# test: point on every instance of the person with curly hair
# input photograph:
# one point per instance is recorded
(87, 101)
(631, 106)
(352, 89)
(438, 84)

▶ [Task requirements] Exactly as written above, please repeat the entries.

▶ [Correct answer]
# test: point on every instance of the person with curly hair
# input photograph:
# one point per instance is recorded
(87, 101)
(631, 106)
(352, 89)
(438, 84)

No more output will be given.